**YOUR INSTRUCTIONS:**
Reproduce the rows below, substituting "sandstone ridge" for each occurrence of "rocky cliff" and leaving everything else unchanged.

**RECORDS PROVIDED:**
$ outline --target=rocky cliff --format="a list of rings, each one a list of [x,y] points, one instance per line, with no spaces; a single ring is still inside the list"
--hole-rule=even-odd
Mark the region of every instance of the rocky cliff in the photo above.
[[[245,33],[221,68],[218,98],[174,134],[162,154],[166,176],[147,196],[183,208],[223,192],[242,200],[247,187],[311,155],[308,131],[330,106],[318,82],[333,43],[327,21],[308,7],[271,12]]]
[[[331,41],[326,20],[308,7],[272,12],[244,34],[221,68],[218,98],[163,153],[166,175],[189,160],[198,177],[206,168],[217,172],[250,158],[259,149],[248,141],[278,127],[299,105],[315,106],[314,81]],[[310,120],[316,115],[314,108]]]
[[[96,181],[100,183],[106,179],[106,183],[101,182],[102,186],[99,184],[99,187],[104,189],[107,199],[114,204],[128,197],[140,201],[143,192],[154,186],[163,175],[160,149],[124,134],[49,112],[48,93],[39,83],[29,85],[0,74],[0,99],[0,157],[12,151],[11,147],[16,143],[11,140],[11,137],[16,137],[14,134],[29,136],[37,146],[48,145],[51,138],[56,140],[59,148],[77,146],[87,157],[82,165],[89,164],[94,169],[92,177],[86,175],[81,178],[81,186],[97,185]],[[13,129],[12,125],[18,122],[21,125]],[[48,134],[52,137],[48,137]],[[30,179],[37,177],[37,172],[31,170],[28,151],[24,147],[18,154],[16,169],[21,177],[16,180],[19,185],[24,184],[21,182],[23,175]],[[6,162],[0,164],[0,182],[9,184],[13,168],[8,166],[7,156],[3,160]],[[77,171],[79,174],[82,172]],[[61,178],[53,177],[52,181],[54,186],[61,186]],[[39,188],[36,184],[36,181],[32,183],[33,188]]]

**FINISHED ANSWER:**
$ outline --target=sandstone ridge --format="a list of rings, each one a list of [x,y] points, one instance per line, with no spaces; a single ring is still inside the list"
--hole-rule=even-odd
Mark the region of every instance of the sandstone ridge in the photo above.
[[[245,33],[221,68],[218,98],[174,134],[162,154],[166,176],[147,196],[183,208],[223,192],[242,200],[247,187],[311,155],[308,131],[330,106],[318,82],[333,43],[327,21],[308,7],[271,12]]]
[[[331,41],[326,20],[308,7],[272,12],[244,34],[221,68],[218,98],[163,153],[166,175],[189,160],[198,177],[206,168],[217,172],[250,158],[259,149],[248,141],[278,127],[299,105],[315,106],[314,81]],[[310,120],[316,115],[314,108]]]
[[[96,181],[100,183],[106,179],[106,183],[101,182],[102,186],[99,184],[99,187],[104,189],[107,199],[114,204],[128,197],[140,201],[143,192],[154,186],[163,175],[160,149],[124,134],[49,112],[48,93],[39,83],[29,85],[0,74],[0,99],[0,157],[12,151],[11,147],[16,143],[11,140],[11,137],[16,137],[14,134],[29,136],[37,146],[48,145],[51,138],[56,140],[59,148],[77,146],[87,157],[82,165],[89,164],[94,169],[92,177],[86,175],[81,178],[81,186],[97,185]],[[13,129],[12,125],[18,122],[21,125]],[[48,134],[52,137],[48,137]],[[30,179],[37,177],[37,172],[31,170],[28,151],[24,147],[18,154],[16,169],[21,177],[16,180],[19,185],[24,184],[21,182],[23,175]],[[6,162],[0,164],[0,182],[9,184],[13,168],[8,166],[7,156],[3,160]],[[77,171],[79,174],[82,172]],[[61,178],[53,177],[52,181],[54,186],[61,186]],[[39,188],[36,184],[36,181],[32,183],[33,188]]]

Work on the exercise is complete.